══ Given records
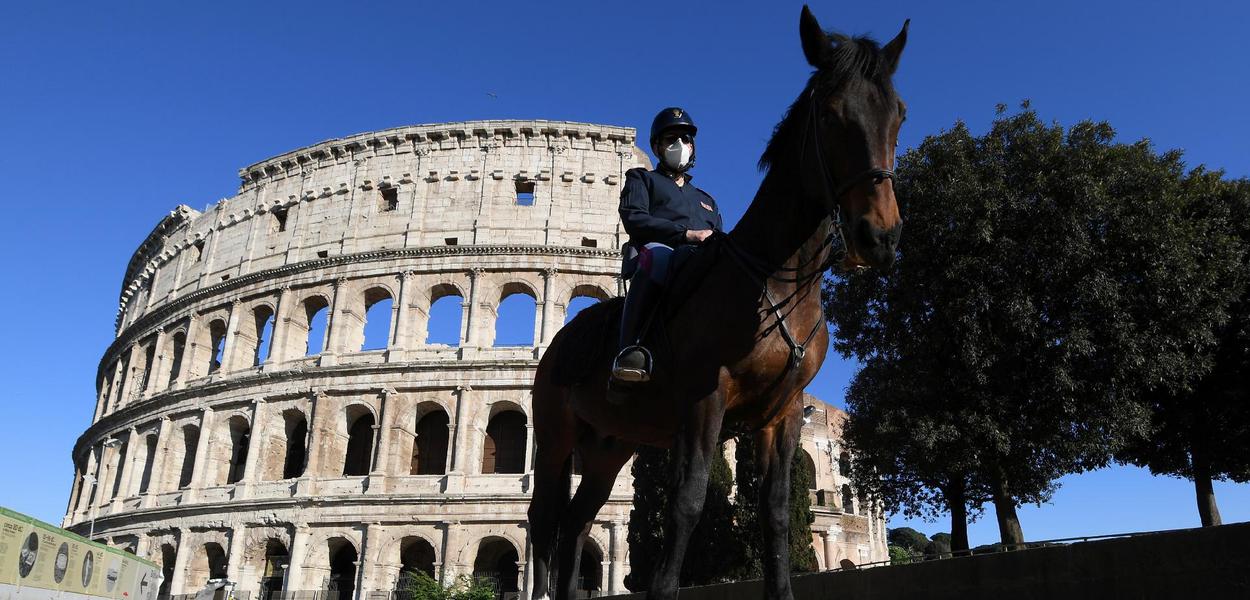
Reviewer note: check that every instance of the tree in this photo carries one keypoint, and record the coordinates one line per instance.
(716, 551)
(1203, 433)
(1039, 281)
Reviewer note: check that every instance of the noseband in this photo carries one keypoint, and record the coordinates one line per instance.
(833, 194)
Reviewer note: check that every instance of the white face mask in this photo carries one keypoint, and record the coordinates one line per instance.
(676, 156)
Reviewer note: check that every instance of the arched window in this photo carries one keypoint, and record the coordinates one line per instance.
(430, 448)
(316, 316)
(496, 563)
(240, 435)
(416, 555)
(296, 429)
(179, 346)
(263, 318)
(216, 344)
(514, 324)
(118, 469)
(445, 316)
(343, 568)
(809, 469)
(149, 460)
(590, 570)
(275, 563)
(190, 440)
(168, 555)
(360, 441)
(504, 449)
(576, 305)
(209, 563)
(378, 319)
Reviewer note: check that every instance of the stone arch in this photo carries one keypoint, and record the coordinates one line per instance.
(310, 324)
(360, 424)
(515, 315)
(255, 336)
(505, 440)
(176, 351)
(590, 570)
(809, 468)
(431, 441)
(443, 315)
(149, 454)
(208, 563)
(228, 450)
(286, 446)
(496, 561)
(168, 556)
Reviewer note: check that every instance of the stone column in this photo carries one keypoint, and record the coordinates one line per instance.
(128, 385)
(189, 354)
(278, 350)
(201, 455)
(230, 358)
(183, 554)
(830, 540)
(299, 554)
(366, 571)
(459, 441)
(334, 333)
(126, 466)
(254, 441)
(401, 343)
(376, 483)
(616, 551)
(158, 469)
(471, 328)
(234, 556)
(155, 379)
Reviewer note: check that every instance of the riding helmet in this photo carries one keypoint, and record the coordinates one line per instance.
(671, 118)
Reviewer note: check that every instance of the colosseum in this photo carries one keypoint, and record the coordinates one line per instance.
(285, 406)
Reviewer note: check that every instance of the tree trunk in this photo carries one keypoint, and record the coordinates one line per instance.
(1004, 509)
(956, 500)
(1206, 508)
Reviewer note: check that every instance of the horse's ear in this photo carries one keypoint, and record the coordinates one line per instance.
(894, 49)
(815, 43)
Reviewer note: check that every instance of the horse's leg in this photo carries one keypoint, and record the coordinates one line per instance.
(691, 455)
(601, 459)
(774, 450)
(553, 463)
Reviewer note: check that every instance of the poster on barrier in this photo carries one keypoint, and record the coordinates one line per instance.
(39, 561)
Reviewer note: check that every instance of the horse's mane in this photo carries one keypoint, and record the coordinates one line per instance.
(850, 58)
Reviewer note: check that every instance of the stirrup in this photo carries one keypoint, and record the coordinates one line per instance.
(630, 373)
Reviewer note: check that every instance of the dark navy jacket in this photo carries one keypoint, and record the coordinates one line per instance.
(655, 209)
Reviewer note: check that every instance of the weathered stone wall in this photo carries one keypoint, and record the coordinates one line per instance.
════
Exercise goal = When you repeat the records, reproduce each line exactly and drop the images.

Exercise answer =
Reviewer note: check that every instance of the tree in this photo carries one keypoint, and record the coordinates one line per instance.
(716, 551)
(1203, 433)
(1039, 281)
Reviewer note: check that every instance of the noseband in this photo carries one keypoint, and record the coordinates one line per instance.
(833, 194)
Reviewer note: check that every instance of the white face mask in this photo carries one keypoint, and record the coordinates one line per instance.
(676, 156)
Reviewer note: check that every instance of the arched window in this photo carries one keypoint, and record the coordinates one line per instance.
(430, 448)
(316, 316)
(496, 563)
(240, 435)
(416, 555)
(296, 429)
(179, 346)
(263, 318)
(216, 344)
(514, 324)
(118, 469)
(445, 316)
(343, 568)
(809, 469)
(149, 460)
(590, 570)
(275, 563)
(190, 440)
(168, 555)
(360, 441)
(504, 449)
(576, 305)
(209, 563)
(378, 319)
Reviewer note: check that every instance of the stone arch in this photo carries one keypoint, and record the coordinates one line per instance.
(310, 324)
(360, 424)
(515, 315)
(255, 336)
(505, 440)
(176, 351)
(590, 570)
(809, 468)
(431, 441)
(443, 315)
(149, 454)
(208, 563)
(228, 450)
(286, 446)
(496, 561)
(168, 556)
Reviewer note: check that every instance of the stone column in this photo carries one keypoint, and record the coordinates one line per instance.
(128, 385)
(189, 354)
(278, 350)
(201, 455)
(230, 358)
(183, 554)
(830, 540)
(299, 554)
(366, 571)
(459, 441)
(334, 333)
(126, 466)
(254, 441)
(401, 343)
(376, 483)
(616, 551)
(158, 469)
(471, 328)
(234, 556)
(155, 379)
Reviewer note: check that every instance of the riding helmet in this photo carries one keypoint, and record the coordinates one line per instance.
(671, 118)
Reviewer note: check that every instance of the colosseum in this photo carries one keypoint, and record the coordinates one line per instance.
(285, 406)
Reviewer note: check that every instance of the tree trunk in this photo carries one keypoint, and record the coordinates one line per instance.
(1004, 509)
(956, 500)
(1206, 508)
Reviewer note: check that every instance of the horse's ear in this photo carries one keypoint, and record the coordinates one line per instance.
(894, 49)
(815, 43)
Reviewer note: check that every instance of the horse's leg in this photo carries one keypoint, and record the coordinates one line per instance.
(691, 455)
(601, 459)
(774, 450)
(553, 463)
Reviewer note: check that every instance of the poster on barrier in this photo carries one keypoint, and record the coordinates one line per instance.
(39, 561)
Reviewer note: check that every instance of the horse's mane in this photo carries one keypoint, and record the coordinates one line per instance.
(850, 58)
Reviewer note: check that every instance of the stirrup in this photo carries one keypoint, and record the coordinates one line per instance.
(630, 373)
Reviewer note: check that every instance of the dark navy jacket in this photo carries one keypoint, and record the coordinates one line per instance.
(655, 209)
Reviewer note: check that every instance of the weathered stone wall in this photo carries one keypoint, and record the coordinates one line per instance.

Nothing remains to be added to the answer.